Dataset excerpts:
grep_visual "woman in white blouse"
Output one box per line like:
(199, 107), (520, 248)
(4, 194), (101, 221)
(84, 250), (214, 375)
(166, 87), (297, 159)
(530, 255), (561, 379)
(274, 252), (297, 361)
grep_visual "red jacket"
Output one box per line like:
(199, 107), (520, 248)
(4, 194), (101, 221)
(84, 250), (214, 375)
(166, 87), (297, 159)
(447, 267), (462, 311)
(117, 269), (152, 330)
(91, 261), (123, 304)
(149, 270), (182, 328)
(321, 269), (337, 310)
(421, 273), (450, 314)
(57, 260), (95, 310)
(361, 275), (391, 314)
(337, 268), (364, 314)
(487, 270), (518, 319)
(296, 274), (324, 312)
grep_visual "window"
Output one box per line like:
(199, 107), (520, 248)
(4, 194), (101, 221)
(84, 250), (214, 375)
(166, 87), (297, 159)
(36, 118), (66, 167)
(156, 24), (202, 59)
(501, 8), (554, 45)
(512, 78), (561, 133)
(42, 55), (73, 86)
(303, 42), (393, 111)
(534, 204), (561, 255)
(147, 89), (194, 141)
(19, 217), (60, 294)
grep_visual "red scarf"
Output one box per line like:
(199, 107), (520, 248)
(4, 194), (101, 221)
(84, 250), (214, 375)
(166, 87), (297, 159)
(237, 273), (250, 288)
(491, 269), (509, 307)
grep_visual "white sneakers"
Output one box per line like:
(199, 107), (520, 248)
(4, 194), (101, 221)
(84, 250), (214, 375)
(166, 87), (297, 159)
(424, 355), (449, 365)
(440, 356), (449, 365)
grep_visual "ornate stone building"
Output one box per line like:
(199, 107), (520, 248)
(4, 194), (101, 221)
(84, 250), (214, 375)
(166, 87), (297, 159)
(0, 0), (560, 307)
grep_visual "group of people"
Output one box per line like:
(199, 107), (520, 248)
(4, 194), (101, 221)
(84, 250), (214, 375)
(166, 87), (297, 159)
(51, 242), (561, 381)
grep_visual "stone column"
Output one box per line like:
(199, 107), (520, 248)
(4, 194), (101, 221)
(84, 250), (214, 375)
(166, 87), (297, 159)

Task brief -
What you return must match the records above exactly.

Response to this exercise -
grep_visual "woman in white blouse"
Output one box per line like:
(199, 107), (520, 248)
(4, 194), (101, 221)
(84, 250), (214, 375)
(166, 87), (297, 159)
(530, 255), (561, 379)
(274, 252), (297, 361)
grep_visual "red jacket"
Output one box per line like:
(199, 107), (520, 248)
(4, 194), (101, 221)
(84, 250), (214, 375)
(166, 87), (297, 159)
(447, 267), (462, 311)
(117, 269), (152, 330)
(91, 261), (123, 304)
(149, 270), (182, 328)
(321, 269), (337, 310)
(421, 273), (450, 314)
(57, 260), (95, 310)
(361, 275), (391, 314)
(337, 268), (364, 314)
(487, 270), (518, 319)
(296, 274), (324, 312)
grep_visual "window"
Output one box per line like:
(199, 107), (520, 248)
(4, 194), (101, 221)
(84, 250), (214, 375)
(166, 87), (297, 159)
(36, 118), (66, 167)
(156, 24), (202, 59)
(501, 8), (554, 45)
(512, 78), (561, 133)
(42, 55), (73, 86)
(303, 42), (393, 111)
(534, 204), (561, 255)
(147, 89), (194, 141)
(19, 217), (60, 294)
grep_visual "red scarf"
Output one box per line like:
(199, 107), (520, 248)
(4, 194), (101, 221)
(84, 250), (214, 375)
(166, 87), (297, 159)
(237, 273), (250, 288)
(491, 269), (509, 307)
grep_visual "white sneakers"
Output one box per line like:
(199, 107), (520, 248)
(4, 194), (101, 221)
(84, 250), (214, 375)
(166, 87), (297, 159)
(424, 355), (449, 365)
(440, 356), (449, 365)
grep_visual "ornate stone building"
Output one box per line like:
(199, 107), (520, 248)
(4, 194), (101, 221)
(84, 250), (214, 375)
(166, 87), (297, 159)
(0, 0), (560, 307)
grep_visual "group of people"
Output one box per line like:
(199, 107), (520, 248)
(4, 194), (101, 221)
(84, 250), (214, 375)
(166, 87), (297, 159)
(51, 242), (561, 381)
grep_visual "stone column"
Output one box per line like:
(199, 107), (520, 248)
(4, 194), (101, 221)
(84, 250), (214, 375)
(166, 87), (297, 159)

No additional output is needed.